> _DIRECTIONS FOR THIS TASK_: Beginning at the line containing "The function MUST provide one point per instance of the mountain", output every line to the end of the data below exactly as it appears.

++++ THE RECORDS

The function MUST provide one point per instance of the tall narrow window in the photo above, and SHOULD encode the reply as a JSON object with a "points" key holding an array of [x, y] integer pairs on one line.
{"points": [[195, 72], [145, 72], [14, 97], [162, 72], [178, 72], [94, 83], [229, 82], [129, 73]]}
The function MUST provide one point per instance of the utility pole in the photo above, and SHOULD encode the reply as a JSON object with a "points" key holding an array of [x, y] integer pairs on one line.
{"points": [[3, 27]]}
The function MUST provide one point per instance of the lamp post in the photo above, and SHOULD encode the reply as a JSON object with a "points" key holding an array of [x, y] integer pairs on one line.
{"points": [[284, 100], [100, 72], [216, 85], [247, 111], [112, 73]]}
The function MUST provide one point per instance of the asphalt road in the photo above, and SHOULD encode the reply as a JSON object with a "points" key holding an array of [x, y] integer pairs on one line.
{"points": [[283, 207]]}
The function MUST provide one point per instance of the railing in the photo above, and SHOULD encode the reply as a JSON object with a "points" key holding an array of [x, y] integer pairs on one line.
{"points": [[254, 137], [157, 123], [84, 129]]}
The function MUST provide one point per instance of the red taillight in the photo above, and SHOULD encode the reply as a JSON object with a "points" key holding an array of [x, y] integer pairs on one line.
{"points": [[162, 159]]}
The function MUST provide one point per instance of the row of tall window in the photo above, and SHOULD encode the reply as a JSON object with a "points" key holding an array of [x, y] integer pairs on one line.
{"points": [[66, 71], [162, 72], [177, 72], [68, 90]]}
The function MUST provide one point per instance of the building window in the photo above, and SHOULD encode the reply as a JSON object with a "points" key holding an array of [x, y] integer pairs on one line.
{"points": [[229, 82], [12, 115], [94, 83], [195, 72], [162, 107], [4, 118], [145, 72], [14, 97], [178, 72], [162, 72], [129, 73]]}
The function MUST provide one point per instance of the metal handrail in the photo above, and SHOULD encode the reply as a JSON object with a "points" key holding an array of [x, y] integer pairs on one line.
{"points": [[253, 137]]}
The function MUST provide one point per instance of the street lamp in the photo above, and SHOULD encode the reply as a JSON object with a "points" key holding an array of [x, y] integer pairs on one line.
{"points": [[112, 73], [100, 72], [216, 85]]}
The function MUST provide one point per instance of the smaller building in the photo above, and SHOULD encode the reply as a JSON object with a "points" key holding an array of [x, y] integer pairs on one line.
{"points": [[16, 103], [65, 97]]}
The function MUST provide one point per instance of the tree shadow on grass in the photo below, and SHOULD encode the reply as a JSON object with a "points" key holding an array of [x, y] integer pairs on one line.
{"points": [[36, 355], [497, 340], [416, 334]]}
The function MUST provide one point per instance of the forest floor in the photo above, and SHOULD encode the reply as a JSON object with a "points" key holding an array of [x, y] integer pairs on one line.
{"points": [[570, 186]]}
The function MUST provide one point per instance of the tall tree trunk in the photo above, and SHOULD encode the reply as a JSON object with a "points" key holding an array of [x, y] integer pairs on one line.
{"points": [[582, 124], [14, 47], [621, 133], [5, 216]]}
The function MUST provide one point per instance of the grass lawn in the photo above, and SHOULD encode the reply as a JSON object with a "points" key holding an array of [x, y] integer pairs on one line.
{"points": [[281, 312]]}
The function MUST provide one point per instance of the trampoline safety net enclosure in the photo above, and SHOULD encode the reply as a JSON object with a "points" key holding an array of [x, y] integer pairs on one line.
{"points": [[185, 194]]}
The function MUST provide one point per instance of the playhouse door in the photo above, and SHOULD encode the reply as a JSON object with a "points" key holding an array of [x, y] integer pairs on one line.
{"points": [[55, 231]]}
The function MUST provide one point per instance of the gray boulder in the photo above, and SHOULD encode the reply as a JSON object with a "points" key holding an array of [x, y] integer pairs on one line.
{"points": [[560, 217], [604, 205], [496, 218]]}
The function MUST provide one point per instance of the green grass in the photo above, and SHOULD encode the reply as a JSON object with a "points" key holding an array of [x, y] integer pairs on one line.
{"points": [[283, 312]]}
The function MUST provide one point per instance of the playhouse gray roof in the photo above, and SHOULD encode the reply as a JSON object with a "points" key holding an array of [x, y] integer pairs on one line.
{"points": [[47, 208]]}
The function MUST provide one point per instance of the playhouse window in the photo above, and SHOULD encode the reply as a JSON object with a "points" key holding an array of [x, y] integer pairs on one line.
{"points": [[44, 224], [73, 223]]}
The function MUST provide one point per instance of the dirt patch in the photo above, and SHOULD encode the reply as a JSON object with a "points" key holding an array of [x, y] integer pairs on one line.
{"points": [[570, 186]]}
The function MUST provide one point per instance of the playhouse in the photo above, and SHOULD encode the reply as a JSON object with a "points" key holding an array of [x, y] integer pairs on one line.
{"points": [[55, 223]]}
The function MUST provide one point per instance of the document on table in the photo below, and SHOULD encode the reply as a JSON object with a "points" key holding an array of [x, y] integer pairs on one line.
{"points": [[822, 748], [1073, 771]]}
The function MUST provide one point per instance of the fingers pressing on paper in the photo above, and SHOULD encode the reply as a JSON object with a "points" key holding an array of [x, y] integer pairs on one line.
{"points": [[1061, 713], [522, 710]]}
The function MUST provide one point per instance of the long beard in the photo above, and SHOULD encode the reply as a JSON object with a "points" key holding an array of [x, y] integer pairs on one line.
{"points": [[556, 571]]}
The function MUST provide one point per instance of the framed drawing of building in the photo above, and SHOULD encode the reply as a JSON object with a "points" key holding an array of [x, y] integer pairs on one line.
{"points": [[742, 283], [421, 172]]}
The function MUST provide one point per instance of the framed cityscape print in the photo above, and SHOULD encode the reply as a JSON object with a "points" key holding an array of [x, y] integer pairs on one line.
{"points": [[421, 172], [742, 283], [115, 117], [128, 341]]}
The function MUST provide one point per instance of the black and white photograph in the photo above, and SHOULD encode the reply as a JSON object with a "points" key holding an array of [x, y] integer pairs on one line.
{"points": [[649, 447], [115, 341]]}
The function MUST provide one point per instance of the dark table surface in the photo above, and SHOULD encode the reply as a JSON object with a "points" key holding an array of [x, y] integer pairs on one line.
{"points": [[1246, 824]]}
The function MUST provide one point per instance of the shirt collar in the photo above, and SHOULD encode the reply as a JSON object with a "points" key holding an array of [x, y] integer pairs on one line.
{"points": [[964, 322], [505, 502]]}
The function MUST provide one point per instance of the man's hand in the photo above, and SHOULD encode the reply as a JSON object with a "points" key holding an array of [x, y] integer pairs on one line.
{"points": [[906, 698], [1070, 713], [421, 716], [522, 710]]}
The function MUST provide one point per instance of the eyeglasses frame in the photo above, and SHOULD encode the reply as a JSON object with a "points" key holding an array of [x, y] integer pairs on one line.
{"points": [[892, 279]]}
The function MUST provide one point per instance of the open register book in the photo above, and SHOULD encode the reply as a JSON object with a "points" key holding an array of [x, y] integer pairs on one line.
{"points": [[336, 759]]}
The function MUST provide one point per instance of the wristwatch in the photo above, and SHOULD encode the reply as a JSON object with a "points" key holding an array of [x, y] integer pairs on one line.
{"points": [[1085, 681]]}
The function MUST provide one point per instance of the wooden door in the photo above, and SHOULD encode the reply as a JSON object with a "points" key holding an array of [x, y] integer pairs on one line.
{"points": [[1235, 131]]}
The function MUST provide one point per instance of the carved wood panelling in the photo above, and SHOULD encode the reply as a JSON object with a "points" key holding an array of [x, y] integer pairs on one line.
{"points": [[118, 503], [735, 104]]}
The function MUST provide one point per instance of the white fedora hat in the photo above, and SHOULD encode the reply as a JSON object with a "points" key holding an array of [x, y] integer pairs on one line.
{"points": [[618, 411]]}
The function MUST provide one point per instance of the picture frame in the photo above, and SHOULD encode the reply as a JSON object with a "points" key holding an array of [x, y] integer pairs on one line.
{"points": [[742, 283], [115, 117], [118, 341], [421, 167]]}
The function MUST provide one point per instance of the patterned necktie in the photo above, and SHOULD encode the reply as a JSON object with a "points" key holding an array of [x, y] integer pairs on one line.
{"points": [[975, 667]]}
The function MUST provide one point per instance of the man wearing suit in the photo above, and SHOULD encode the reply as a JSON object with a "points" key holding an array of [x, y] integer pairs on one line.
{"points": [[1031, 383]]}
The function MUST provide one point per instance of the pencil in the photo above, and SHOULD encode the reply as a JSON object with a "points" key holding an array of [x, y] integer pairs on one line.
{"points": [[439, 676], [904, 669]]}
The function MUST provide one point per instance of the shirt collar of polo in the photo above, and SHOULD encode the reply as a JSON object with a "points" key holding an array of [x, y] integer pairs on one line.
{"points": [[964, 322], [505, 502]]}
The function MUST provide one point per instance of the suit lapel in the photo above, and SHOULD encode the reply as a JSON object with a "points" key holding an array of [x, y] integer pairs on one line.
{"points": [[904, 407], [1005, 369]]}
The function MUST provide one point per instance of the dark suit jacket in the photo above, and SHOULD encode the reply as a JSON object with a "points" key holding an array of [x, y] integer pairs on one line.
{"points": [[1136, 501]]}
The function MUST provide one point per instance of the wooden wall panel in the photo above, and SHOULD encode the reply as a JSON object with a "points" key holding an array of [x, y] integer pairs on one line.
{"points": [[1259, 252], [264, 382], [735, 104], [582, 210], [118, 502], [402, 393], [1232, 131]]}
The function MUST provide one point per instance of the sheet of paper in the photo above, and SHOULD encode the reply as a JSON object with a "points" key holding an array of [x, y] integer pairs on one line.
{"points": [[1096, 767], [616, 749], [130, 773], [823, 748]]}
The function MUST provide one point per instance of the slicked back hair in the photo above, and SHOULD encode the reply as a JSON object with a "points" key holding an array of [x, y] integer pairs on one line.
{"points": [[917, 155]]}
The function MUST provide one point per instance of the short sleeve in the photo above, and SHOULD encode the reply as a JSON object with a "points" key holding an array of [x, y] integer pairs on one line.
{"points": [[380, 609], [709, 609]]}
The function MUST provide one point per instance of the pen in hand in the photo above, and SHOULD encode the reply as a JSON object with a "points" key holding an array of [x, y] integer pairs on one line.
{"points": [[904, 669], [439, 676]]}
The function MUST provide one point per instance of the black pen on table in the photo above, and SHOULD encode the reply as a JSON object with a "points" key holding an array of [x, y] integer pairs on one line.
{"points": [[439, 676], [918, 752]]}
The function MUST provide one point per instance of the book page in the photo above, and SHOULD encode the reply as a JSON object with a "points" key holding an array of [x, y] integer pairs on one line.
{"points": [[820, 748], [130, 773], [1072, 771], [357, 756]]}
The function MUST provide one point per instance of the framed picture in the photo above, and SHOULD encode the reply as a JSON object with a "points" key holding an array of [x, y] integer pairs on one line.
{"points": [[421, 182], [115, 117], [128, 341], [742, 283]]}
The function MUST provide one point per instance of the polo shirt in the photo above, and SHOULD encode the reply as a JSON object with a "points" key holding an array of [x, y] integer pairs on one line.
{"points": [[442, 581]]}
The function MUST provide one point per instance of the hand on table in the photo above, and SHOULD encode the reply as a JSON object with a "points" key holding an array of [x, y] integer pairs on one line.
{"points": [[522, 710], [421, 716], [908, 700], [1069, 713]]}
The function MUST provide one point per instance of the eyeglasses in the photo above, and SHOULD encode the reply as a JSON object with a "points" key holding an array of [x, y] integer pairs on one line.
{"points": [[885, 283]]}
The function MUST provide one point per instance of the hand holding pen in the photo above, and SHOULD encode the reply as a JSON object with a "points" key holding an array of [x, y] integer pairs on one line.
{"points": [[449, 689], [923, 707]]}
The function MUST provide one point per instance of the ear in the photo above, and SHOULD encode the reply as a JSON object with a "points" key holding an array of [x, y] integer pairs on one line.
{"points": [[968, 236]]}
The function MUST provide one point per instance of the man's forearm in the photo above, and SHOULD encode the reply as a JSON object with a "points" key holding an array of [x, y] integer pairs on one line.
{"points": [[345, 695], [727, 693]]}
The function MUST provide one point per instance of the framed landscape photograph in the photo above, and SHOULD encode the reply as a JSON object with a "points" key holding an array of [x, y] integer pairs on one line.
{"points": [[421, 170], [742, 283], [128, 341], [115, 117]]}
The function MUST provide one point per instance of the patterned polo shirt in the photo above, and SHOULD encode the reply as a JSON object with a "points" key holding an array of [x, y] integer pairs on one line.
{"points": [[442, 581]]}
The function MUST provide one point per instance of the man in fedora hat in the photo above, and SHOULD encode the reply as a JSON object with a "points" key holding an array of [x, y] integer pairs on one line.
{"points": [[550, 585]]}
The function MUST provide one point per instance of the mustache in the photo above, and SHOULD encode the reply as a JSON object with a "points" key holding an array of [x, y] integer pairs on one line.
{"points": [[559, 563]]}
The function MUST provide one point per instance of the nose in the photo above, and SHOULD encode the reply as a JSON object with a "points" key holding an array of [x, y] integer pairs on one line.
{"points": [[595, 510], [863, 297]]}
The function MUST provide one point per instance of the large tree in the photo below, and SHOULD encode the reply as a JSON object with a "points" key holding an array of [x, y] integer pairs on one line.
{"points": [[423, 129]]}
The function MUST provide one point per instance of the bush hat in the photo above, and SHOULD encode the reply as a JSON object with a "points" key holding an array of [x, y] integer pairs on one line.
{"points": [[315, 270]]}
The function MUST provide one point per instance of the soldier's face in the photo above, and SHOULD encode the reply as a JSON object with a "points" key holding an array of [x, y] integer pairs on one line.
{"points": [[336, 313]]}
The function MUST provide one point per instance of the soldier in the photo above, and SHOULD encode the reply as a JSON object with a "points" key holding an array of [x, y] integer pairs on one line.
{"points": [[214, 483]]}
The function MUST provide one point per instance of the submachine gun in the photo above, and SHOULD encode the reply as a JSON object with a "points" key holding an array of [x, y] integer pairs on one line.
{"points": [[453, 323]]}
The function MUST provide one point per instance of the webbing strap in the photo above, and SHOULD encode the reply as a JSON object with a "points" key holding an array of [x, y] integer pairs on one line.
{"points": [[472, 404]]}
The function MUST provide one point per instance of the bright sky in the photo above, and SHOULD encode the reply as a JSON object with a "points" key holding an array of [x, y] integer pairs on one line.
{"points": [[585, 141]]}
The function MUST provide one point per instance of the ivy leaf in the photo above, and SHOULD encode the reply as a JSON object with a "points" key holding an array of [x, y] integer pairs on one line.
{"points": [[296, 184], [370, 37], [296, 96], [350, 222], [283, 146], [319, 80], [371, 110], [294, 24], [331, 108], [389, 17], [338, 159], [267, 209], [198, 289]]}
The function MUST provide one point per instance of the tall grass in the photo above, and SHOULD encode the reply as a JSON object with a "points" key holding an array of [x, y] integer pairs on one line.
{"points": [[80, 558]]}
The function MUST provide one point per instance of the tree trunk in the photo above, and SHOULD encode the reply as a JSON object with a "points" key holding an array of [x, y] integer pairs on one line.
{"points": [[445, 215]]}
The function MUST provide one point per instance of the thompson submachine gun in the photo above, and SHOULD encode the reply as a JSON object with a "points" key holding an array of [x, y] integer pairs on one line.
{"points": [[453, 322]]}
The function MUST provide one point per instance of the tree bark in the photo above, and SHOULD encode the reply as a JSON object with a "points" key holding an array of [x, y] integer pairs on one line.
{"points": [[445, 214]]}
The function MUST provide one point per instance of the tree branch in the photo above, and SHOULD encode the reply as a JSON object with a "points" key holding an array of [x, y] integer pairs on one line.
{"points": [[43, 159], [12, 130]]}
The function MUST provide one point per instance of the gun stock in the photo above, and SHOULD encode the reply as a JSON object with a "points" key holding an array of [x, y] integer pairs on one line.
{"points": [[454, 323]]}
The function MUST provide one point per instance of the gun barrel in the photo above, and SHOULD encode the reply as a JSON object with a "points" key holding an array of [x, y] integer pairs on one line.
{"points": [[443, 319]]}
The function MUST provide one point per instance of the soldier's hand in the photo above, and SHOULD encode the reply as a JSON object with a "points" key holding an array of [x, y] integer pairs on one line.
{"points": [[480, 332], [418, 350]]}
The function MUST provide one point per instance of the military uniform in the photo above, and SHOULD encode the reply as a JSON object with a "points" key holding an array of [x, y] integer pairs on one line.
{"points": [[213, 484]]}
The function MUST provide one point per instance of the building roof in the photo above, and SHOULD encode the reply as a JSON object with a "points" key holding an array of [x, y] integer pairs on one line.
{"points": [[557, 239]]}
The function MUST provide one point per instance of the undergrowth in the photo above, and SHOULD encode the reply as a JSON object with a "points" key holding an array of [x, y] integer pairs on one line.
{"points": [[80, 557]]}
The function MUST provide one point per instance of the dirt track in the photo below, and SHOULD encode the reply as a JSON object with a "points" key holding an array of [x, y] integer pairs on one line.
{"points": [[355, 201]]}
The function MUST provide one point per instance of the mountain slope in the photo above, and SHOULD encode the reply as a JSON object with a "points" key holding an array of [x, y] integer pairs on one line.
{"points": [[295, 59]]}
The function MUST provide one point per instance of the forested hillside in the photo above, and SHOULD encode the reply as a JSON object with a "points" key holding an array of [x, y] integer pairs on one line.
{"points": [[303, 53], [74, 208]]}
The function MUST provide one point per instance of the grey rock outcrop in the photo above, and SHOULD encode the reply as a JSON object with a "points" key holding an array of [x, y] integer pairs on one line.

++++++++

> _RESULT FOR THIS TASK_:
The function MUST provide one point per instance of the mountain slope in the photo above, and SHOULD encode the reply as a JSON object with a "points" key holding an array of [x, y] integer pairs on one line.
{"points": [[295, 59]]}
The function MUST provide one point per instance of the forested hillside in the photo above, and SHOULD encode the reply as a JSON object with a "points" key holding an array of [x, y] integer pairs on one line.
{"points": [[303, 53], [74, 208]]}
The function MUST provide one point per instance of the grey rock outcrop in the photo above, and SHOULD encode the reply as a JSON object with a "points" key holding an array of [x, y] integer pairs on one line.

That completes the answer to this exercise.